Task statement: Repeat the listing in full, word for word.
:::::
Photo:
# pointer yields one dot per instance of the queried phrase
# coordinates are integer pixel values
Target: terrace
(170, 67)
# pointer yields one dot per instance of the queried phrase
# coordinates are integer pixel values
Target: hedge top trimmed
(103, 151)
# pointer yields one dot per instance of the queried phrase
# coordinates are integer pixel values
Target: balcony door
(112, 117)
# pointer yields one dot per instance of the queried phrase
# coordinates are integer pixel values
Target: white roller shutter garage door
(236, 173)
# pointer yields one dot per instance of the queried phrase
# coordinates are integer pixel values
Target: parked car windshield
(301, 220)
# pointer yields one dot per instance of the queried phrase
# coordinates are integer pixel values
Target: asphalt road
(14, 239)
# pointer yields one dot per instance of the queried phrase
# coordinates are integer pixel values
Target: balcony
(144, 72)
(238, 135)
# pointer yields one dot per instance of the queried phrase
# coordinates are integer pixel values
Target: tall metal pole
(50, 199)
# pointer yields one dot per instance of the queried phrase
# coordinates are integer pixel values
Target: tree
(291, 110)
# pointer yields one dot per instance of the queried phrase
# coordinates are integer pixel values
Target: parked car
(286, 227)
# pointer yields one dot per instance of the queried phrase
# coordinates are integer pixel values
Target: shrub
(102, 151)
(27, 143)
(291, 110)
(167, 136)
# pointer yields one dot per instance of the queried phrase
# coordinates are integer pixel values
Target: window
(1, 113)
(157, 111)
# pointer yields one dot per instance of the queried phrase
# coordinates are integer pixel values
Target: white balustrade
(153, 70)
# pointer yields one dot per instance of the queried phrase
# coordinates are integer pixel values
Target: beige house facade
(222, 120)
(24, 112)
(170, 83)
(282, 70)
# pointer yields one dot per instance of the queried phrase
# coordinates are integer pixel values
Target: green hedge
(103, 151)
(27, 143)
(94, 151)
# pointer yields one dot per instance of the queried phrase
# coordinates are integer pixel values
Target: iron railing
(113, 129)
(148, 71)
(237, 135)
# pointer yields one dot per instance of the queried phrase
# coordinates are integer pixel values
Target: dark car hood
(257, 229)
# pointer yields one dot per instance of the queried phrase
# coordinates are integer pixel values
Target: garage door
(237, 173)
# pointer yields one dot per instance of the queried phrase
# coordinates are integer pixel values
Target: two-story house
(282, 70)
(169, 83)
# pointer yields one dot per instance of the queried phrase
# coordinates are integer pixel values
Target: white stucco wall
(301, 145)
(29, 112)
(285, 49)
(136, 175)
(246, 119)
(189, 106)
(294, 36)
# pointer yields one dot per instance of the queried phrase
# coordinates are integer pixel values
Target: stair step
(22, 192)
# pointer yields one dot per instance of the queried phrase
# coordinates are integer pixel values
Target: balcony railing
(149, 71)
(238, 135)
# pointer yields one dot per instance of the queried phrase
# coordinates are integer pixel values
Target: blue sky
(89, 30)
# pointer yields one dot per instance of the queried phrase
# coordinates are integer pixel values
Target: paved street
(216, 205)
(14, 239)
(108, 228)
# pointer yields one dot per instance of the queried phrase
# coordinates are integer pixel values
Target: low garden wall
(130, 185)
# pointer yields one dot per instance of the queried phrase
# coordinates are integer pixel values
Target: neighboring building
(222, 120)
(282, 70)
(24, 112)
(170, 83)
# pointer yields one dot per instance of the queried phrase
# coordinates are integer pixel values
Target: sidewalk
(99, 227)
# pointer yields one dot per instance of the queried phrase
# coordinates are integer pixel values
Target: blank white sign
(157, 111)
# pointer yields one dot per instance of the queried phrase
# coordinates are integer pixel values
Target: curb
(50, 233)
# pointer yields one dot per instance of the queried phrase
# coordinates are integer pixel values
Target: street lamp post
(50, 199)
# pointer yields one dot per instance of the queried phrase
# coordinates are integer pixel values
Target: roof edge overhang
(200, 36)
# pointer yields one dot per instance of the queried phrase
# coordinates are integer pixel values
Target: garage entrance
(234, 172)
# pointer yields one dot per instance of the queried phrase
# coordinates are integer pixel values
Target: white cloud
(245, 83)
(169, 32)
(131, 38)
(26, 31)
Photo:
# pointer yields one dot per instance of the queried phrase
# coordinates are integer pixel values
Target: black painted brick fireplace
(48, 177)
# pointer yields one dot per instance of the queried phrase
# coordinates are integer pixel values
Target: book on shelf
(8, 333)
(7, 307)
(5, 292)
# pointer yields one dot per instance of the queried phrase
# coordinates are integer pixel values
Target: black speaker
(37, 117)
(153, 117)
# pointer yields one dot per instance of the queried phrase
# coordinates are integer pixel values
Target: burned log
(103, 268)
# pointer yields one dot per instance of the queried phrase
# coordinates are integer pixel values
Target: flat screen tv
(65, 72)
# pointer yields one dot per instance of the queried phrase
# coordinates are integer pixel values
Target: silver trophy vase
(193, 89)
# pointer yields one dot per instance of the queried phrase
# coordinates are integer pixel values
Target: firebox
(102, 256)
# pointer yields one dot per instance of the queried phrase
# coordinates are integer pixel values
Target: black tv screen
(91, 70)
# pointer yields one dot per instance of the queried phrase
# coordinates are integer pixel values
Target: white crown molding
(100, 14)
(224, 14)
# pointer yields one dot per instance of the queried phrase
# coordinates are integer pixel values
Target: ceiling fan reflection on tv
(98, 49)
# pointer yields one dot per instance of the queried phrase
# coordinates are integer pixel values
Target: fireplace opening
:::::
Task result:
Photo:
# pointer yields one dot per instance of the queried phrase
# coordinates are integer pixel values
Target: terrace
(170, 67)
# pointer yields one dot per instance of the queried phrase
# coordinates are integer pixel values
Target: hedge top trimmed
(103, 151)
# pointer yields one dot per instance of the queried phrase
# coordinates are integer pixel values
Target: balcony door
(112, 117)
# pointer yields one dot per instance of the queried phrase
# coordinates are integer pixel values
Target: white roller shutter garage door
(236, 173)
# pointer yields one dot per instance of the queried phrase
# coordinates are integer pixel values
Target: parked car windshield
(301, 220)
# pointer yields one dot per instance of the queried phrase
# coordinates are integer pixel values
Target: asphalt road
(14, 239)
# pointer yields one dot per instance of the queried phrase
# coordinates are integer pixel values
Target: balcony
(144, 72)
(238, 135)
# pointer yields one dot per instance of the queried phrase
# coordinates are integer pixel values
Target: tall metal pole
(50, 199)
# pointer yields one dot per instance of the queried phrase
# coordinates are integer pixel values
Target: tree
(291, 110)
# pointer yields one dot per instance of the queried phrase
# coordinates are integer pixel values
Target: parked car
(286, 227)
# pointer yields one dot per instance of the queried phrase
# coordinates are integer pixel values
Target: shrub
(102, 151)
(27, 143)
(291, 110)
(167, 136)
# pointer yields one dot per instance of the queried phrase
# coordinates are integer pixel values
Target: window
(1, 113)
(157, 111)
# pointer yields one dot per instance of the queried phrase
# coordinates are integer pixel values
Target: white balustrade
(153, 70)
# pointer yields one dot per instance of the queried phrase
# coordinates are integer pixel values
Target: beige house facade
(222, 120)
(24, 112)
(170, 83)
(282, 70)
# pointer yields one dot per instance of the queried phrase
# coordinates are integer pixel values
Target: green hedge
(103, 151)
(27, 143)
(94, 151)
# pointer yields one dot per instance of the queried phrase
# coordinates are integer pixel values
Target: iron railing
(113, 129)
(148, 71)
(237, 135)
# pointer yields one dot per instance of the queried phrase
# coordinates are integer pixel values
Target: dark car hood
(257, 229)
# pointer yields one dot per instance of the queried phrase
# coordinates are integer pixel values
Target: garage door
(237, 173)
# pointer yields one dot per instance of the queried phrase
# coordinates are integer pixel values
Target: two-story house
(282, 70)
(169, 83)
# pointer yields one dot per instance of the queried phrase
# coordinates are integer pixel values
Target: white stucco wall
(301, 145)
(29, 112)
(285, 49)
(136, 175)
(246, 119)
(189, 106)
(294, 36)
# pointer yields one dot per instance of the queried phrase
# coordinates are integer pixel values
Target: stair step
(22, 192)
# pointer yields one dot per instance of the queried phrase
# coordinates are integer pixel values
Target: balcony railing
(149, 71)
(238, 135)
# pointer yields one dot per instance of the queried phrase
# coordinates are integer pixel values
Target: blue sky
(89, 30)
# pointer yields one dot per instance of the queried phrase
# coordinates are integer pixel values
Target: paved street
(216, 205)
(14, 239)
(108, 228)
# pointer yields one dot per instance of the queried phrase
# coordinates are integer pixel values
Target: low garden wall
(130, 185)
# pointer yields one dot per instance of the queried phrase
# coordinates are integer pixel values
Target: neighboring building
(222, 120)
(282, 70)
(24, 112)
(170, 83)
# pointer yields one dot per instance of the queried phrase
# coordinates are integer pixel values
Target: sidewalk
(99, 227)
# pointer yields one dot per instance of the queried phrase
# coordinates are integer pixel values
Target: blank white sign
(157, 111)
# pointer yields one dot per instance of the queried phrase
# coordinates are integer pixel values
Target: curb
(50, 233)
# pointer yields one dot per instance of the queried phrase
# coordinates are integer pixel values
Target: street lamp post
(50, 199)
# pointer yields one dot per instance of the queried phrase
# coordinates are integer pixel values
Target: roof edge overhang
(200, 36)
# pointer yields one dot per instance of the queried phrase
# coordinates are integer pixel values
Target: garage entrance
(234, 172)
# pointer yields one dot per instance of the queried phrase
# coordinates are integer pixel values
Target: white cloud
(245, 83)
(169, 32)
(131, 38)
(26, 31)
Photo:
# pointer yields one dot per instance of the queried phrase
# coordinates are integer pixel values
Target: black painted brick fireplace
(48, 177)
# pointer yields one dot per instance of the queried phrase
# coordinates are integer pixel values
Target: book on shelf
(8, 333)
(7, 307)
(5, 292)
# pointer yields one dot per instance of the queried phrase
# coordinates are integer pixel values
Target: black speaker
(37, 117)
(153, 117)
# pointer yields one dot per instance of the queried phrase
# coordinates are integer pixel values
Target: burned log
(103, 268)
# pointer yields one dot per instance of the queried phrase
# coordinates are integer pixel values
Target: flat screen tv
(65, 72)
# pointer yields one dot per instance of the queried phrase
# coordinates are integer pixel values
Target: silver trophy vase
(193, 89)
# pointer yields one dot per instance of the queried phrase
# coordinates are integer pixel values
Target: firebox
(102, 256)
# pointer yields one dot per instance of the queried phrase
# coordinates are integer pixel values
Target: black tv screen
(91, 70)
# pointer yields one dot per instance of the queried phrase
# coordinates are integer pixel values
Target: white crown molding
(100, 14)
(224, 14)
# pointer yields one dot per instance of the queried phrase
# coordinates are integer pixel values
Target: ceiling fan reflection on tv
(98, 49)
# pointer yields one dot per instance of the queried phrase
# coordinates are integer pixel values
Target: fireplace opening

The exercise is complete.